• [Work order] Among the entries below, find every line that has "person" and pull it out.

• [Given information]
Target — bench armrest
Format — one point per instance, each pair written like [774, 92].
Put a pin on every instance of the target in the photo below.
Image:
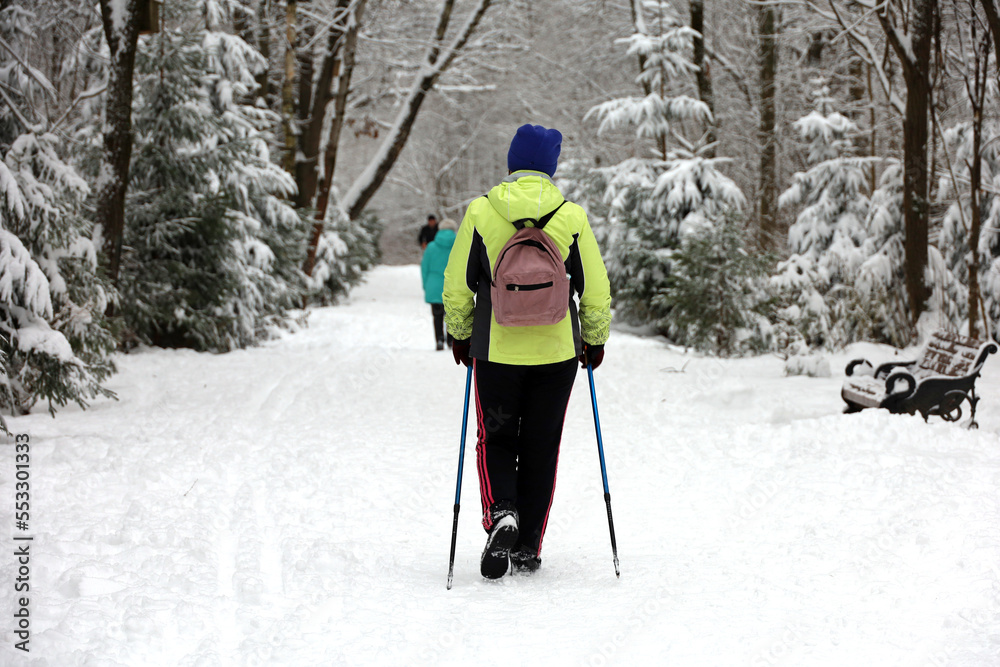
[885, 369]
[856, 364]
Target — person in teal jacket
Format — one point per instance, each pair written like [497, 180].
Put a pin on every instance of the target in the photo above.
[432, 268]
[523, 374]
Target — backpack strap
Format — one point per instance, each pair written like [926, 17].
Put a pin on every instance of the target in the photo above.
[541, 222]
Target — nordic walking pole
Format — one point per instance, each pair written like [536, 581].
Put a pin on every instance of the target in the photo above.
[604, 470]
[458, 485]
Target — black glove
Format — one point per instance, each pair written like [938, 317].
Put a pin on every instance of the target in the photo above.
[593, 355]
[460, 348]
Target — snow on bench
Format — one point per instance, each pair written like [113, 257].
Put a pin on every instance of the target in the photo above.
[934, 384]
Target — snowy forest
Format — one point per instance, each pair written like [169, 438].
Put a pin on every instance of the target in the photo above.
[764, 177]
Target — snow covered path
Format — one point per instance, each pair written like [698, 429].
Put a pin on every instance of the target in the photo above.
[292, 505]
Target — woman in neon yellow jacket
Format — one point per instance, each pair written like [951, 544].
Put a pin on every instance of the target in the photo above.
[524, 374]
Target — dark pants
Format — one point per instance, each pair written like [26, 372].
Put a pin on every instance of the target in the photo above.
[437, 310]
[520, 412]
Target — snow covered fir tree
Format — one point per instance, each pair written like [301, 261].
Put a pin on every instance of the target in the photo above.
[816, 282]
[650, 203]
[208, 230]
[55, 343]
[259, 133]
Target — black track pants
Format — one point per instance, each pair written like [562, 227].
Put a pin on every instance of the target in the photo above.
[437, 310]
[520, 412]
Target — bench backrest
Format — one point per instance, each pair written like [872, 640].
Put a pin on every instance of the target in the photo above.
[950, 355]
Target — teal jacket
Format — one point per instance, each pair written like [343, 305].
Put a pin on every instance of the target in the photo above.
[433, 264]
[483, 233]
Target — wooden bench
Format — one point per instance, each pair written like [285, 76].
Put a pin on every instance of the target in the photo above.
[935, 384]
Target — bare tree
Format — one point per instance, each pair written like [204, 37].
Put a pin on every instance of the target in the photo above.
[768, 28]
[910, 28]
[704, 76]
[337, 68]
[121, 30]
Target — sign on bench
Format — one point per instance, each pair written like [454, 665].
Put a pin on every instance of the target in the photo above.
[949, 354]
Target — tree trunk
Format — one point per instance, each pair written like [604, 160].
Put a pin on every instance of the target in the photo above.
[288, 88]
[768, 233]
[264, 46]
[368, 183]
[122, 34]
[640, 27]
[977, 96]
[343, 72]
[316, 101]
[704, 75]
[993, 20]
[915, 55]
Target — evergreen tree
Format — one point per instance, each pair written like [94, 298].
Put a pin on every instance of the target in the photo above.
[213, 248]
[816, 282]
[54, 341]
[884, 306]
[652, 201]
[716, 295]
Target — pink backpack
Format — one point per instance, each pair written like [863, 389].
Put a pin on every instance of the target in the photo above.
[530, 286]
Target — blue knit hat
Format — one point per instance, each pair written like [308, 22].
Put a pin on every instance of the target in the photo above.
[535, 148]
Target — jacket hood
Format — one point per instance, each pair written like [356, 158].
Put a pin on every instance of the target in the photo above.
[525, 194]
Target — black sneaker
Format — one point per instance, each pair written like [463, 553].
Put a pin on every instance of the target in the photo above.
[503, 535]
[524, 560]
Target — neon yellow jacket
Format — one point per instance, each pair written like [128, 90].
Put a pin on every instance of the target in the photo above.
[483, 233]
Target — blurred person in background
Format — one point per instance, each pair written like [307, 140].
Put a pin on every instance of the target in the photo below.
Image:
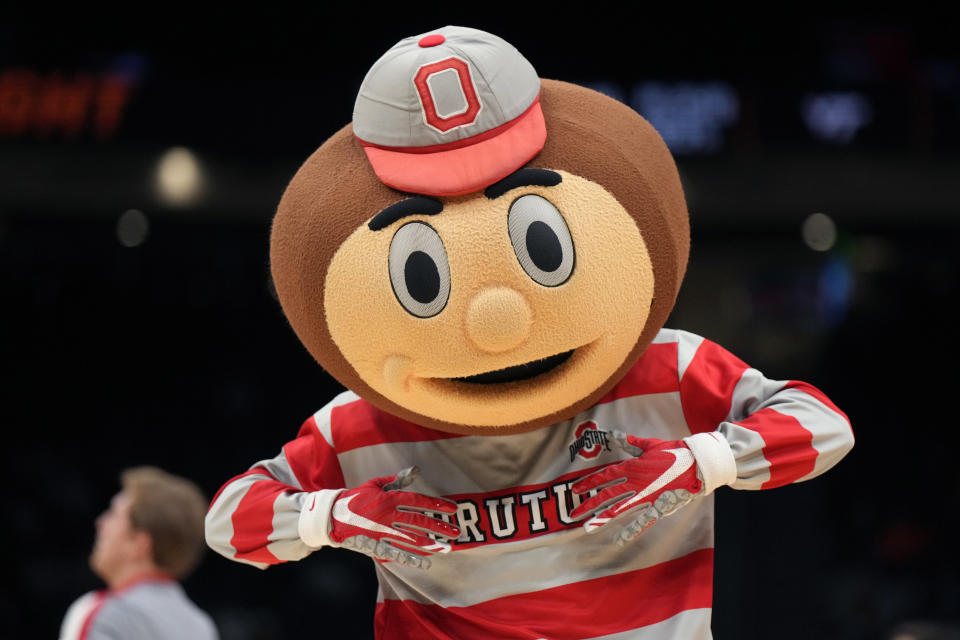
[149, 539]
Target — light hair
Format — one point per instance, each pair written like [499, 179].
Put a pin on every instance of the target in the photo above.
[171, 509]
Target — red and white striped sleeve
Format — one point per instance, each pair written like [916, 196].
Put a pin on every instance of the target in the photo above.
[779, 431]
[254, 517]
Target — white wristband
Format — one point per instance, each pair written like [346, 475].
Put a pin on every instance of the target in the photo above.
[314, 523]
[714, 459]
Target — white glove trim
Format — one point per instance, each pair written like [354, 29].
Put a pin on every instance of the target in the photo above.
[314, 523]
[715, 460]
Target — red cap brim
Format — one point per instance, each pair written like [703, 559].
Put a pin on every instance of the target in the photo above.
[463, 166]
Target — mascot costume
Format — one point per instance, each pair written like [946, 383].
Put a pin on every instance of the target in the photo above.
[485, 260]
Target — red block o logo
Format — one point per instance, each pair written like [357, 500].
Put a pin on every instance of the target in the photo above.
[430, 114]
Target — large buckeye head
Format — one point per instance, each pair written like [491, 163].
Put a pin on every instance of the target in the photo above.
[494, 312]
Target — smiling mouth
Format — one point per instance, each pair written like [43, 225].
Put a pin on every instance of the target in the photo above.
[523, 371]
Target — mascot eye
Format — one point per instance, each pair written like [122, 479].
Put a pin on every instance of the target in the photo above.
[419, 272]
[541, 240]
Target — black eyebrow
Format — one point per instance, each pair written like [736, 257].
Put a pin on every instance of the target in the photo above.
[417, 205]
[523, 178]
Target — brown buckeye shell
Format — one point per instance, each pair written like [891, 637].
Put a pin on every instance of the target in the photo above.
[588, 134]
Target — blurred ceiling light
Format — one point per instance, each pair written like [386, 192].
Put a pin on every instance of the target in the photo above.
[836, 116]
[819, 232]
[179, 177]
[132, 228]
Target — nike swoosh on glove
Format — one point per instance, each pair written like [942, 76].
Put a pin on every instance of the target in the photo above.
[380, 520]
[664, 476]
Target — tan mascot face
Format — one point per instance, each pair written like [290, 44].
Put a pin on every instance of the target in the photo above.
[507, 308]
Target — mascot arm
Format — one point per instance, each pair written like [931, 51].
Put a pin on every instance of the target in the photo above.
[284, 508]
[778, 431]
[254, 518]
[747, 431]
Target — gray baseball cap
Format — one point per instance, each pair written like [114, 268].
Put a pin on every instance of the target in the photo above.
[449, 112]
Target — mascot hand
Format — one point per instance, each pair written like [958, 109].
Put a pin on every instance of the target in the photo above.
[664, 476]
[380, 520]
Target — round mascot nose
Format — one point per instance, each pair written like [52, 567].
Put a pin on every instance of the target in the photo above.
[498, 319]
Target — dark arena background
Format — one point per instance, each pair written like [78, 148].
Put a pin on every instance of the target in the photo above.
[143, 155]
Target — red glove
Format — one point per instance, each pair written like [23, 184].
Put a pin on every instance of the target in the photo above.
[661, 479]
[381, 521]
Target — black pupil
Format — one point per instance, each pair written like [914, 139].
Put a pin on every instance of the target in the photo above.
[543, 246]
[422, 277]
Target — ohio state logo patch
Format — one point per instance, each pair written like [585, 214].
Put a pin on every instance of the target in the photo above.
[590, 441]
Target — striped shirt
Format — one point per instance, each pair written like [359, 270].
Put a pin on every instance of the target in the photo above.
[521, 567]
[151, 608]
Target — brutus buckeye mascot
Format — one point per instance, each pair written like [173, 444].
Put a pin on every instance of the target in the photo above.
[485, 260]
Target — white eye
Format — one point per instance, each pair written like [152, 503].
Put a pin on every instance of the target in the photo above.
[541, 240]
[419, 272]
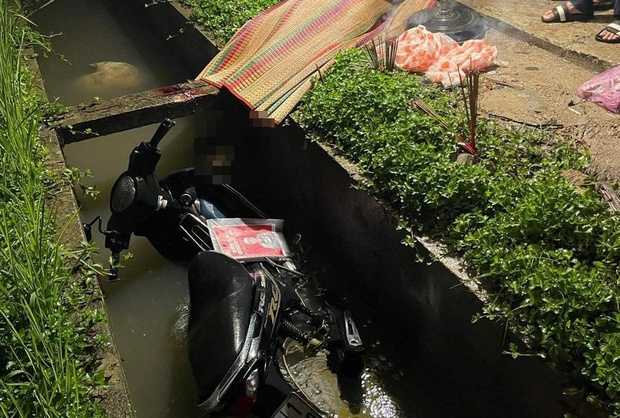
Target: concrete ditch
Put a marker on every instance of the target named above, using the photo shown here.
(434, 303)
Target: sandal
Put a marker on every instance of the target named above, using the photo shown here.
(561, 15)
(613, 28)
(602, 5)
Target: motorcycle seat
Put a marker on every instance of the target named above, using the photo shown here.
(221, 293)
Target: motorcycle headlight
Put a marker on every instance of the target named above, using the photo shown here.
(123, 194)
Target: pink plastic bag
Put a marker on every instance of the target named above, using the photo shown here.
(603, 89)
(443, 60)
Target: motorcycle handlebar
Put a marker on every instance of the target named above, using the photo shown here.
(162, 130)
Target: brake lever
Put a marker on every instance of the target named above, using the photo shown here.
(89, 226)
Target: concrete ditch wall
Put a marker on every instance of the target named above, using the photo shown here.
(429, 305)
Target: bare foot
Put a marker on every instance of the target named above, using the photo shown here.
(548, 16)
(610, 34)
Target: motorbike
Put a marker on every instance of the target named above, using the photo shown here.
(247, 294)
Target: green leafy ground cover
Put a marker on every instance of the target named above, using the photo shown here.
(47, 349)
(549, 255)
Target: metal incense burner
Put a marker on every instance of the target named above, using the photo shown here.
(455, 20)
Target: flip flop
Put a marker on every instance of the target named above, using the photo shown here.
(561, 15)
(603, 5)
(612, 28)
(598, 6)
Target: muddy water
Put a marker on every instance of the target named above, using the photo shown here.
(143, 306)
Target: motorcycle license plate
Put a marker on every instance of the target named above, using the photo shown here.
(296, 407)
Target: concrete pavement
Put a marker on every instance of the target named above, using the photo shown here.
(572, 40)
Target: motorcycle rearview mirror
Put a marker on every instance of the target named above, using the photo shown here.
(89, 226)
(162, 130)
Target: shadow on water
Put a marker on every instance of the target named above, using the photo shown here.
(143, 306)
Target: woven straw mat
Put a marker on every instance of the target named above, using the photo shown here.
(270, 61)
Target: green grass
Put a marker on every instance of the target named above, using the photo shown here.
(550, 255)
(47, 363)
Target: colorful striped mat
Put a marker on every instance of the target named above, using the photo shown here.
(270, 61)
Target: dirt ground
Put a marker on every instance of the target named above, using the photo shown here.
(534, 86)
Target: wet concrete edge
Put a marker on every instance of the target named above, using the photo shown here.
(324, 185)
(115, 395)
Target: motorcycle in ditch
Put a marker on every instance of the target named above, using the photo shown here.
(247, 295)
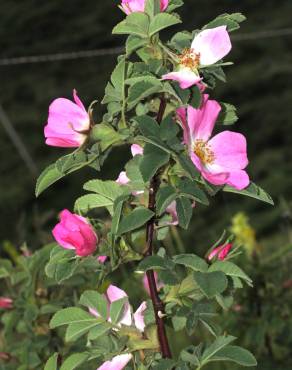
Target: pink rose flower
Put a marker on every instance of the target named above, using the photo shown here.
(113, 294)
(220, 252)
(6, 303)
(116, 363)
(75, 232)
(208, 47)
(221, 159)
(131, 6)
(68, 123)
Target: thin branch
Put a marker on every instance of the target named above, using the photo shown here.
(156, 301)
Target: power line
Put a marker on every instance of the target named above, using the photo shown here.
(82, 54)
(18, 143)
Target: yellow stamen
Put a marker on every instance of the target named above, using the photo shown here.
(189, 59)
(203, 150)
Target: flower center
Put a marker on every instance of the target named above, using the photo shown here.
(189, 59)
(203, 150)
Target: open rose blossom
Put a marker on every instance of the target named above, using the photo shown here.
(131, 6)
(116, 363)
(6, 303)
(220, 159)
(75, 232)
(220, 252)
(68, 123)
(208, 47)
(113, 294)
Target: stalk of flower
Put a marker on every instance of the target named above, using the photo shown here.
(220, 252)
(131, 6)
(68, 123)
(6, 303)
(220, 159)
(76, 233)
(208, 47)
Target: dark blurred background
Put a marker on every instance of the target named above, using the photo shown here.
(259, 84)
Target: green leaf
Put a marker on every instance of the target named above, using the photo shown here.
(48, 177)
(235, 354)
(96, 301)
(227, 115)
(133, 43)
(211, 283)
(191, 261)
(154, 263)
(116, 309)
(72, 315)
(192, 190)
(108, 189)
(52, 363)
(118, 75)
(106, 135)
(73, 361)
(148, 126)
(184, 211)
(165, 196)
(230, 269)
(141, 90)
(162, 21)
(135, 24)
(230, 20)
(134, 220)
(75, 330)
(90, 201)
(153, 158)
(215, 347)
(99, 330)
(252, 191)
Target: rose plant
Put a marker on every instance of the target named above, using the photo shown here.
(160, 103)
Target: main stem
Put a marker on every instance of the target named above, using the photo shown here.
(158, 305)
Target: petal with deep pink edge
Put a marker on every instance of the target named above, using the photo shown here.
(201, 121)
(116, 363)
(139, 317)
(136, 150)
(238, 179)
(230, 150)
(185, 77)
(212, 45)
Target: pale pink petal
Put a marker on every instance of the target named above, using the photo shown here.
(201, 121)
(139, 317)
(185, 77)
(238, 179)
(163, 5)
(212, 45)
(117, 363)
(114, 293)
(102, 259)
(230, 150)
(136, 149)
(123, 178)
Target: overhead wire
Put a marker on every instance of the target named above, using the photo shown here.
(83, 54)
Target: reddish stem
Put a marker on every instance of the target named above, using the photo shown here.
(158, 305)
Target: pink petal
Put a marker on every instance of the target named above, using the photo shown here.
(201, 121)
(238, 179)
(212, 45)
(136, 149)
(185, 77)
(139, 317)
(230, 150)
(123, 178)
(117, 363)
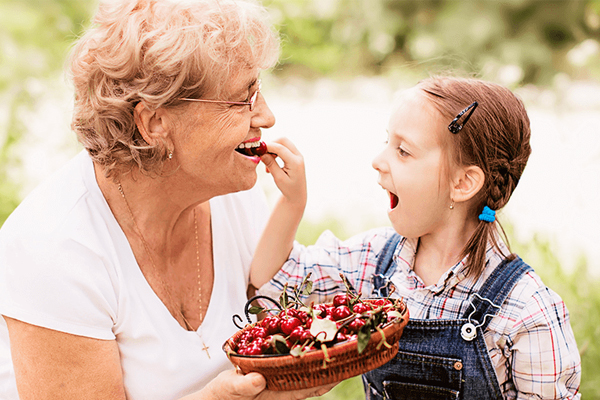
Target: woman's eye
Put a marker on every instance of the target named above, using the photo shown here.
(402, 152)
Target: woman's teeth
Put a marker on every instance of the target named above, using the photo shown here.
(254, 148)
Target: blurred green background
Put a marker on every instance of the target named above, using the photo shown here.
(519, 43)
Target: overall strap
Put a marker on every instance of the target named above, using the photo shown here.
(495, 290)
(385, 267)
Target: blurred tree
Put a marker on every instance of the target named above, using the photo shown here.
(34, 38)
(514, 42)
(511, 41)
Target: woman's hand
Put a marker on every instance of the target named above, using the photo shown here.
(291, 178)
(232, 385)
(277, 239)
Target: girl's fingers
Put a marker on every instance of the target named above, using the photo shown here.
(287, 144)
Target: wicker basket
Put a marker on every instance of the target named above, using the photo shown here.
(286, 372)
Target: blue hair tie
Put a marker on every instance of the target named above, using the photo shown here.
(487, 215)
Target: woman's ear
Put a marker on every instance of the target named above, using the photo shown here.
(152, 124)
(467, 183)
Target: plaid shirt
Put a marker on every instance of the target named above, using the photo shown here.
(530, 340)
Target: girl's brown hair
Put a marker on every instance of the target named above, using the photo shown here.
(495, 138)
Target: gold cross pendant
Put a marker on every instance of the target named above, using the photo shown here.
(205, 348)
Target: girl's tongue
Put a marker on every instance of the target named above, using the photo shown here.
(393, 200)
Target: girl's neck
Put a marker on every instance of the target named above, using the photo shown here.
(437, 253)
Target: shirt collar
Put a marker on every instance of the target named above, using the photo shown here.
(404, 258)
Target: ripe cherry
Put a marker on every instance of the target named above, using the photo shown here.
(289, 324)
(271, 325)
(340, 299)
(258, 332)
(340, 312)
(320, 310)
(355, 325)
(360, 308)
(296, 334)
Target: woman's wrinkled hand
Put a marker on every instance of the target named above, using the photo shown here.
(291, 177)
(232, 385)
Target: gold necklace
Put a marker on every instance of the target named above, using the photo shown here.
(165, 288)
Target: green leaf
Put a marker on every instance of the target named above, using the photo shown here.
(307, 289)
(255, 310)
(283, 299)
(364, 335)
(323, 329)
(279, 344)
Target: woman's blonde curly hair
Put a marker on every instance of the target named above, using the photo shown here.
(157, 51)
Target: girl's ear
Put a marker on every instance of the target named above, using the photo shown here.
(152, 124)
(467, 183)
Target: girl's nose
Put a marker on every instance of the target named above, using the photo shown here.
(378, 162)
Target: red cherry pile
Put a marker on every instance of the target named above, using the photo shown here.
(289, 331)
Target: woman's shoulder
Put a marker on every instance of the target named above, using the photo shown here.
(63, 209)
(44, 209)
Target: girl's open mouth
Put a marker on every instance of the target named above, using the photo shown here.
(253, 148)
(393, 200)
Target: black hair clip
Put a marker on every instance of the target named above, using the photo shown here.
(454, 126)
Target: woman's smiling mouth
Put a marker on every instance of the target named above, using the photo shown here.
(252, 148)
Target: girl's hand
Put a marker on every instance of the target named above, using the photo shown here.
(291, 178)
(232, 385)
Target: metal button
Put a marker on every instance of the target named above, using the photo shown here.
(468, 331)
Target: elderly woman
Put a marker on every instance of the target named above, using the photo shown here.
(120, 274)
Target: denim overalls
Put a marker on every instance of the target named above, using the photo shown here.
(443, 359)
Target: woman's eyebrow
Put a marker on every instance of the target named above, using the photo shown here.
(402, 139)
(246, 89)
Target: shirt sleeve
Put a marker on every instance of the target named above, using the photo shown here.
(545, 360)
(355, 258)
(59, 285)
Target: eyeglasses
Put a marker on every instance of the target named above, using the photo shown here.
(454, 126)
(250, 103)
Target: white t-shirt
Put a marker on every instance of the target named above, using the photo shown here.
(66, 265)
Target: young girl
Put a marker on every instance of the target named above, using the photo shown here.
(483, 325)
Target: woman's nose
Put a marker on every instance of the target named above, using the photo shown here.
(263, 116)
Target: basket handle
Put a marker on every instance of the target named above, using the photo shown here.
(237, 318)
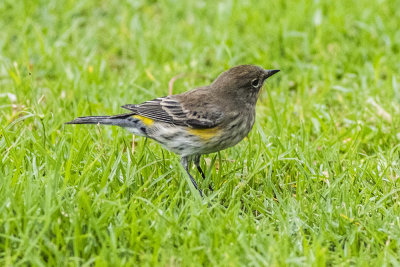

• [Response to this exercise]
Target — person in teal jacket
Target — blurred person in background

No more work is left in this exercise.